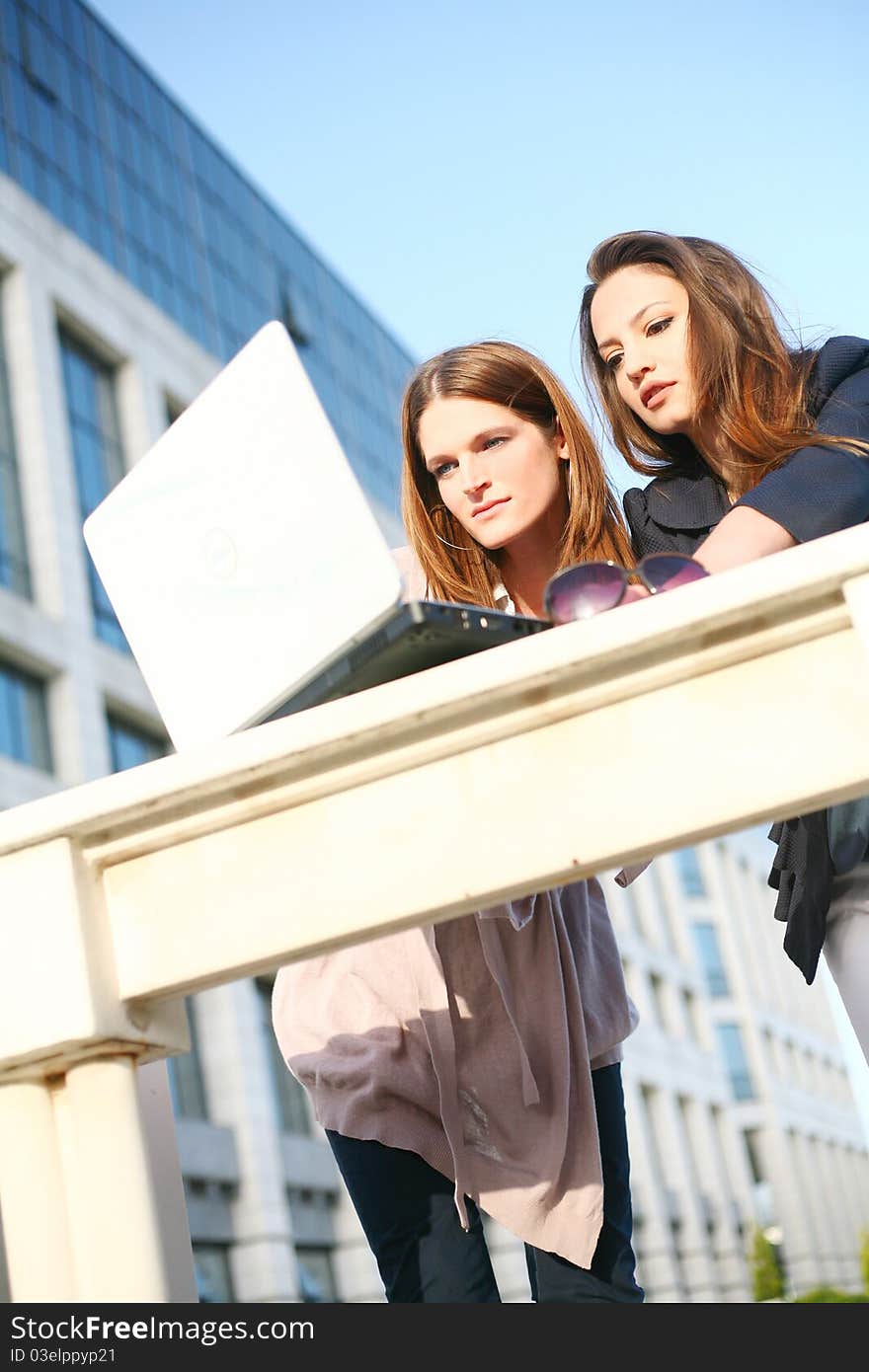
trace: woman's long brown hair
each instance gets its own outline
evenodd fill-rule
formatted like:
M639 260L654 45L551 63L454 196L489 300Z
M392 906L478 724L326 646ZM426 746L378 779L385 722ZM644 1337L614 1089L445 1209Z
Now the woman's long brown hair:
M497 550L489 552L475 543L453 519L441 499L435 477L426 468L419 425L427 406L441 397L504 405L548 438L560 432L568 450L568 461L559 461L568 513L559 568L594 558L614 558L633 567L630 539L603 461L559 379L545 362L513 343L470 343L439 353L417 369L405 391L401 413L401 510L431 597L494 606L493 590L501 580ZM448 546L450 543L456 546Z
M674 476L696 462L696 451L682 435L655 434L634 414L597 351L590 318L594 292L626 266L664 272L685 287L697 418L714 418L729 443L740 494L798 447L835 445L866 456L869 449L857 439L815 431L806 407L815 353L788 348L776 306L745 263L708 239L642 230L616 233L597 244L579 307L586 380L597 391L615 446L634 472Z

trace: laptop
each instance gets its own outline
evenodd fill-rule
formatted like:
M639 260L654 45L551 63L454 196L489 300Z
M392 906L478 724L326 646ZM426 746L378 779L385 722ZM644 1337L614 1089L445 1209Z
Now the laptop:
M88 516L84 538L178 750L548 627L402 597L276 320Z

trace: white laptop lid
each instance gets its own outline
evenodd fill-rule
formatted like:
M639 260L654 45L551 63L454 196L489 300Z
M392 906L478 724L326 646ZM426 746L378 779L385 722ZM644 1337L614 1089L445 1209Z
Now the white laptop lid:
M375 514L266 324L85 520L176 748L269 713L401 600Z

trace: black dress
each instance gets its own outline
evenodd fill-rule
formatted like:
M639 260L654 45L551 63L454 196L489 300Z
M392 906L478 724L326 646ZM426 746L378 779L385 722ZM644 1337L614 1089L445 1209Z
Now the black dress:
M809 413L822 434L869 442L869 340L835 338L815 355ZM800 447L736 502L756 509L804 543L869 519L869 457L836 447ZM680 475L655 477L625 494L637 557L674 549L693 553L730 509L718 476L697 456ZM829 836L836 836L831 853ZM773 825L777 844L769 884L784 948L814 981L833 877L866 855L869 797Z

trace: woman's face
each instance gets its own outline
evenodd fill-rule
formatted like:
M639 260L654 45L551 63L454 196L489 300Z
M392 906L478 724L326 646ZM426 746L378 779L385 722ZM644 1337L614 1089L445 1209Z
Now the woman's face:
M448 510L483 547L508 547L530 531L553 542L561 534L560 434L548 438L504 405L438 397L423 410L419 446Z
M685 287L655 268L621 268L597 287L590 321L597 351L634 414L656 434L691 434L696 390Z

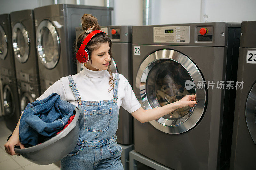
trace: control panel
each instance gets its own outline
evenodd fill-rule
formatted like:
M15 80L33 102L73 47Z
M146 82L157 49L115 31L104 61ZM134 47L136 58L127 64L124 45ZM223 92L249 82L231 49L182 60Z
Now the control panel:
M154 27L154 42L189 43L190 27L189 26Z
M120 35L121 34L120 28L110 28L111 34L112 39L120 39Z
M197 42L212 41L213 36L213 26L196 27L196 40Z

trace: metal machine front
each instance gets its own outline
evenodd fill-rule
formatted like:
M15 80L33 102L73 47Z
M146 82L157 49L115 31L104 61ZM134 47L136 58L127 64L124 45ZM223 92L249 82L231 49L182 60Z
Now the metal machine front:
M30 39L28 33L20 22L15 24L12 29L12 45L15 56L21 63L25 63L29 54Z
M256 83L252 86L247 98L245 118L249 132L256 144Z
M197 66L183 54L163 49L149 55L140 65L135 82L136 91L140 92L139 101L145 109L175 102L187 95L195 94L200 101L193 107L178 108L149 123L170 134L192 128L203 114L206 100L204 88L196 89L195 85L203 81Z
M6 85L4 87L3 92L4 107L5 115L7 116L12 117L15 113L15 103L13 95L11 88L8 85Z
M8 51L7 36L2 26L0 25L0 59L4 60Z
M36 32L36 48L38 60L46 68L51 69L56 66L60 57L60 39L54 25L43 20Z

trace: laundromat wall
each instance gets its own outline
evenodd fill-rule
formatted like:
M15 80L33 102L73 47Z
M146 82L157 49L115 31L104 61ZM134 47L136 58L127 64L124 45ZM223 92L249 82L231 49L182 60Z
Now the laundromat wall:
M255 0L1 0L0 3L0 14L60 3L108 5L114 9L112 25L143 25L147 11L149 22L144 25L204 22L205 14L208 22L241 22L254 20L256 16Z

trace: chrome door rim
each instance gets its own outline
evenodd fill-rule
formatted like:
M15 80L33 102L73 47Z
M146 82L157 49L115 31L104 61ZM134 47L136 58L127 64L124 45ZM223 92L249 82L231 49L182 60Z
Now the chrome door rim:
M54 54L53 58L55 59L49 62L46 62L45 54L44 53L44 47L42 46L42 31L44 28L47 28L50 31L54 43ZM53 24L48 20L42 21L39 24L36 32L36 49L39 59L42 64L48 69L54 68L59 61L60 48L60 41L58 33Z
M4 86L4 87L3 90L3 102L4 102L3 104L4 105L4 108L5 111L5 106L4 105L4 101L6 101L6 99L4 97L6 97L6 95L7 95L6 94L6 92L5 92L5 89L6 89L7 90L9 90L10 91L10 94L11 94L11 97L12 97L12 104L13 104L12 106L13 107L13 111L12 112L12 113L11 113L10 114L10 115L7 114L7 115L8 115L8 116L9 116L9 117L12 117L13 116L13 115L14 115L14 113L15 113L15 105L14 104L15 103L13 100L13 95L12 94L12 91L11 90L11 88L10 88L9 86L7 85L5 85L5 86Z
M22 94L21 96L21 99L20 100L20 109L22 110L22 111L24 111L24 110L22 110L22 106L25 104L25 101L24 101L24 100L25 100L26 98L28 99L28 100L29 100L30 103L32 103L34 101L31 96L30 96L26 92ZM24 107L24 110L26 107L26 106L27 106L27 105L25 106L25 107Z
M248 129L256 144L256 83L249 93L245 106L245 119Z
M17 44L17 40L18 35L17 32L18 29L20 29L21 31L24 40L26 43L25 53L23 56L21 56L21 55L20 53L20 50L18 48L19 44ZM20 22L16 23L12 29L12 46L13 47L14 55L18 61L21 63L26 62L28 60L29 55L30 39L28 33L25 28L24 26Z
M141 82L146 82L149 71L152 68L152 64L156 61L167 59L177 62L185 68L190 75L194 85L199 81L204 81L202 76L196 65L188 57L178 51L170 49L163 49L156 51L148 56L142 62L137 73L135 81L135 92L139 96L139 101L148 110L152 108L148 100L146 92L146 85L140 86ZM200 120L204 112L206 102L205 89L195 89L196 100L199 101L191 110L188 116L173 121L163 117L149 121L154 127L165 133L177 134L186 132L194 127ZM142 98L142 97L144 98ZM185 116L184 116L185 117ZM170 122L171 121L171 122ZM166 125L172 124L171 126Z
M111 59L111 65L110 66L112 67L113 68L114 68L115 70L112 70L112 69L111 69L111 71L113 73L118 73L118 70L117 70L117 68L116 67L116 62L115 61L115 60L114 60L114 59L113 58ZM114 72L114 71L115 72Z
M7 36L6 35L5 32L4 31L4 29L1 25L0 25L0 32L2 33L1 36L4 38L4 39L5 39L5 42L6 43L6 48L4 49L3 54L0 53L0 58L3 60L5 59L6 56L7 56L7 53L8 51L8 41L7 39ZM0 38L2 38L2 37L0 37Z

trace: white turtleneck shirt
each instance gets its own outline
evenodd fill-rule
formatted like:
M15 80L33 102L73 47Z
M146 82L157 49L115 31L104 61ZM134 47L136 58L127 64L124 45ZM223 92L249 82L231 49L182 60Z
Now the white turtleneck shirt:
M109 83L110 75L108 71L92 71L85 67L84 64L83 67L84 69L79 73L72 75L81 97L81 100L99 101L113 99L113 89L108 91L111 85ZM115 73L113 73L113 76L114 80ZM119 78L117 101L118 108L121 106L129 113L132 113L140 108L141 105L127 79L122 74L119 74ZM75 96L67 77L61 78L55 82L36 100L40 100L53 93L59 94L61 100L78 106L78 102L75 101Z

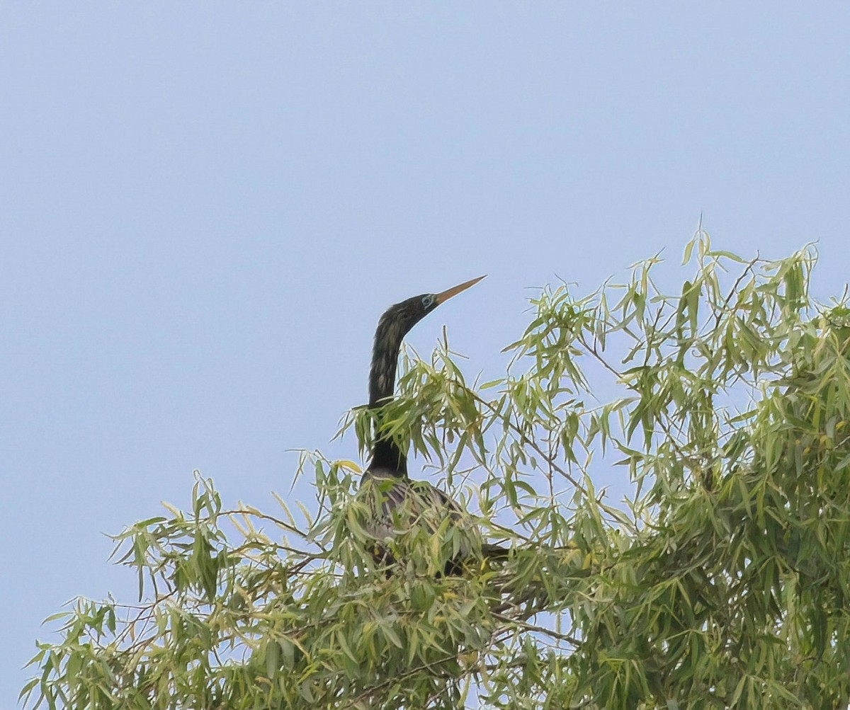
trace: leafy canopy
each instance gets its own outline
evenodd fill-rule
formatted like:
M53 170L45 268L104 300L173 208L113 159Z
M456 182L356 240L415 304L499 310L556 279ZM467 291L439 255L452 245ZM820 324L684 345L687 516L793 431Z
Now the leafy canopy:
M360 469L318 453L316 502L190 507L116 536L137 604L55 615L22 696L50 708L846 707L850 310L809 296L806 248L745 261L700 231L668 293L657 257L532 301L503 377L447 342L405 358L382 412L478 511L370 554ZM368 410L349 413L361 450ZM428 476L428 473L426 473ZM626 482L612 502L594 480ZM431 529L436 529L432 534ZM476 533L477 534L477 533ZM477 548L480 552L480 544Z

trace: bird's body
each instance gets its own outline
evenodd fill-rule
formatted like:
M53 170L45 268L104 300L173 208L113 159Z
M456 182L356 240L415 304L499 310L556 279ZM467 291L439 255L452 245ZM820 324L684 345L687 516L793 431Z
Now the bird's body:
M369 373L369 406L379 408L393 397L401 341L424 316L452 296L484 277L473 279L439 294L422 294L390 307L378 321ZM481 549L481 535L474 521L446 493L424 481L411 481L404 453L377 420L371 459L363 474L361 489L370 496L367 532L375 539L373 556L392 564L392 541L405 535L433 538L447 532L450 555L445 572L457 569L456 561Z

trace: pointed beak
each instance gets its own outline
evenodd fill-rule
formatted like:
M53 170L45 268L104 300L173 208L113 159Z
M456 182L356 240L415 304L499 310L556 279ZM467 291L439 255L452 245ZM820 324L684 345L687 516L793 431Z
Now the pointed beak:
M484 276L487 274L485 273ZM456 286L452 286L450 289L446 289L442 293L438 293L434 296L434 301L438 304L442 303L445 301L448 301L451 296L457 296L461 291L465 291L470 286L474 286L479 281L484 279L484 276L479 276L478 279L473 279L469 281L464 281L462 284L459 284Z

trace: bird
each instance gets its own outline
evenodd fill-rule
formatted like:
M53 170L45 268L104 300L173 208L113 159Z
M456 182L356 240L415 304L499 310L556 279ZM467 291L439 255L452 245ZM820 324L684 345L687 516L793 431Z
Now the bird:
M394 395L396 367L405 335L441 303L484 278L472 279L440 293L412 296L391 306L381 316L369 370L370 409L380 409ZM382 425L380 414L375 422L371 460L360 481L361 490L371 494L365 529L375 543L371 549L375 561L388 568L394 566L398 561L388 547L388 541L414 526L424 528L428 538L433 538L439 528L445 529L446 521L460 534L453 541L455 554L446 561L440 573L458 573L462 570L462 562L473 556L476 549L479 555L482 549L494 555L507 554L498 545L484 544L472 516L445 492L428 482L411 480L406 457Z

=-=-=-=-=

## Work to complete:
Pull out every line of the listing above that contains the string "laptop", and copy each one in full.

## Worked solution:
trace: laptop
Now the laptop:
trace: white laptop lid
Now the white laptop lid:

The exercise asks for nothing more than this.